Finalmente, pude ver Encanto, la producción 60 de la factoría Disney. Disfruté el animado junto a mis niñas, por razones similares, y también distintas. Primariamente, por su visualidad y por su música, con personajes más cercanos a ellas mismas, fuera del palacio medieval y más al sur, más nuestroamericanos y mestizos, más bordados artesanales y menos joyas, más texturas y menos brillos.
En mi caso, me acompañó la suspicacia de que estaba frente a un filme estadounidense aunque cuente la historia de una familia indígena zenú. Frente a otra jugada multicultural y de sus más sutiles modos de encantar. Otra apropiación, contextualizada al sur del Rio Grande por el azar concurrente o las motivaciones de dos de sus más exitosos creativos, pero dentro de los límites impuestos por los intereses corporativos y , en últimas instancias, imperiales. Producida por Disney, uno de los más poderosos instrumentos de la masificación del cine. Una propuesta que combina dos de las tres vertientes más representativas del cine hollywoodense para la colonización y de suplantación cultural, es un producto Disney y un musical.
Aunque confieso que con este animado recreado en eje cafetalero de Colombia me pasó como con Vivo de Netflix, contextualizado en su primera parte en La Habana. Esperaba una factura más descarnadamente neocolonial y estereotipada. Los dos emporios del entretenimiento se han sabido acompañar de realizadores capaces de apropiarse o de representar mejor otras culturas. En ambos casos, por un estadounidense de origen latino, que sabe, con innegable pericia, masificar los sonidos locales sin que se le vea las costuras.
Me refiero al actor y dramaturgo, de ascendencia portorriqueña, Lin-Manuel Miranda; uno de los mayores referentes de Broadway y una figura clave para articular esa nueva identidad de Disney, más sofisticada y globalizadora.
Miranda, ha vuelto a poner en evidencia su experticia técnica. Sabe muy bien adaptar y compaginar los códigos, uno tan globalizado como el hip hop para aderezar géneros y estilos poderosamente idiosincráticos, como hizo con la salsa en In the Heights, la rumba y bolero en Vivo, o con la cumbia en Encanto. En este caso, colaboró con exponentes colombianos como Carlos Vives o Sebastián Yatra. Nos propone nuevas letras, sobre las mismas ruedas que se han probado funcionales, para enganchar.

**OBJETIVO A:** Di si estas frases coinciden con el texto sobre Encanto. Contesta cada una con sí o no y copia las palabras del texto que lo deciden. (i) Quien escribe vio la película con sus niñas. (ii) Encanto es la producción número 50 de Disney. (iii) Lin-Manuel Miranda es de ascendencia mexicana.
**OBJETIVO B:**
Responde con lo que dice el texto sobre Encanto:
(i) ¿De qué familia cuenta la historia la película?
(ii) ¿En qué ciudad transcurre la primera parte de Vivo?
(iii) ¿Con qué artistas colombianos colaboró Miranda en Encanto?
**OBJETIVO C:** Vuelve a escribir sin cambios el fragmento del texto sobre Encanto que va de "Aunque confieso que" a "vea las costuras.", ambos incluidos.

**DATOS:**

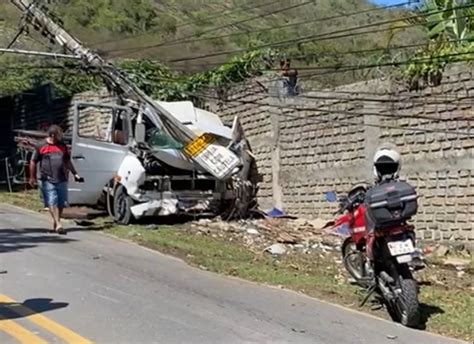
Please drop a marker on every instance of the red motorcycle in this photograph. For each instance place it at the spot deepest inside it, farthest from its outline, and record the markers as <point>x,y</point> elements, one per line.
<point>382,260</point>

**RESPUESTA FINAL A:**
(i) Sí: "Disfruté el animado junto a mis niñas"
(ii) No: "la producción 60 de la factoría Disney"
(iii) No: "de ascendencia portorriqueña"

**RESPUESTA FINAL B:**
(i) De una familia indígena zenú.
(ii) En La Habana.
(iii) Con Carlos Vives y Sebastián Yatra.

**RESPUESTA FINAL C:**
Aunque confieso que con este animado recreado en eje cafetalero de Colombia me pasó como con Vivo de Netflix, contextualizado en su primera parte en La Habana. Esperaba una factura más descarnadamente neocolonial y estereotipada. Los dos emporios del entretenimiento se han sabido acompañar de realizadores capaces de apropiarse o de representar mejor otras culturas. En ambos casos, por un estadounidense de origen latino, que sabe, con innegable pericia, masificar los sonidos locales sin que se le vea las costuras.